- _GOAL OF THE EXERCISE_:
Reproduce the lines between the line containing "the sandy beach." and the line containing "[0,465,1456,478]", inclusive, without any changes.

%%

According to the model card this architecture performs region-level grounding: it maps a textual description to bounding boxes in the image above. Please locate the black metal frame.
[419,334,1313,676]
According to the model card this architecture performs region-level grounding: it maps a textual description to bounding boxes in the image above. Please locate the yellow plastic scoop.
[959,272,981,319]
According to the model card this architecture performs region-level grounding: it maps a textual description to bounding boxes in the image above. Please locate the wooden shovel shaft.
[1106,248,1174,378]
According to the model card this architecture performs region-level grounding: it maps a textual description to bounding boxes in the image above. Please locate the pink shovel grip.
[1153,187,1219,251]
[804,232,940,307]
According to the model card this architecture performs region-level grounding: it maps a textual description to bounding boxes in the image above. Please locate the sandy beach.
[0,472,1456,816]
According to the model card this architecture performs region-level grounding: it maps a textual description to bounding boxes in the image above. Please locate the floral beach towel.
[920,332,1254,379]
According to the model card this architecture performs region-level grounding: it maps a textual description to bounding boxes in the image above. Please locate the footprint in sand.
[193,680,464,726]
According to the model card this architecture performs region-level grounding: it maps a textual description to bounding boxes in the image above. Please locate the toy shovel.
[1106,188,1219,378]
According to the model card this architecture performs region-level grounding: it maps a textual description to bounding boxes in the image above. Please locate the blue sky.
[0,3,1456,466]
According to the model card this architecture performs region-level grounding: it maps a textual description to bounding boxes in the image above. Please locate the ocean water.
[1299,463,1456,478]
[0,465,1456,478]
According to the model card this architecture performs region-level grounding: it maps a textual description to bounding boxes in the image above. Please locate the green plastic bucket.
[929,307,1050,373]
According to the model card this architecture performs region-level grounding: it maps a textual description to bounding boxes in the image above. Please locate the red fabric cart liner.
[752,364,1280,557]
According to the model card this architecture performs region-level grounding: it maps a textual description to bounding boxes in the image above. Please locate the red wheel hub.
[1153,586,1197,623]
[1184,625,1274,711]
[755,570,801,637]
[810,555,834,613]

%%

- _FINAL RESULT_:
According to the model card this architecture performs region-level grounding: it maps a textual description to bounding boxes in the image above. Please locate the sandy beach.
[0,472,1456,816]
According to the model card this architecture performs region-level grounding: it maps a textual description to bounding boxes in the image above. Please locate the floral beach towel.
[920,332,1254,379]
According to the model card this architecture performs region-level grounding: it maps a textual description to bounding boxes in the image above. Please locate the footprint in sand.
[193,680,464,726]
According to the model card this architecture performs region-level grounding: it maps a textual description to bounding boxes in the image above. Please locate the toy shovel.
[1106,188,1219,378]
According to the model card this architecture performs region-level grounding: it maps a textual description to bounding boxes in the image above. Please locate the blue sky.
[0,3,1456,466]
According to the model card this architecture performs region-level grounding: it maps a textual description to bounding boxes in the image above. Please locate the ocean water.
[1299,463,1456,478]
[0,465,1456,478]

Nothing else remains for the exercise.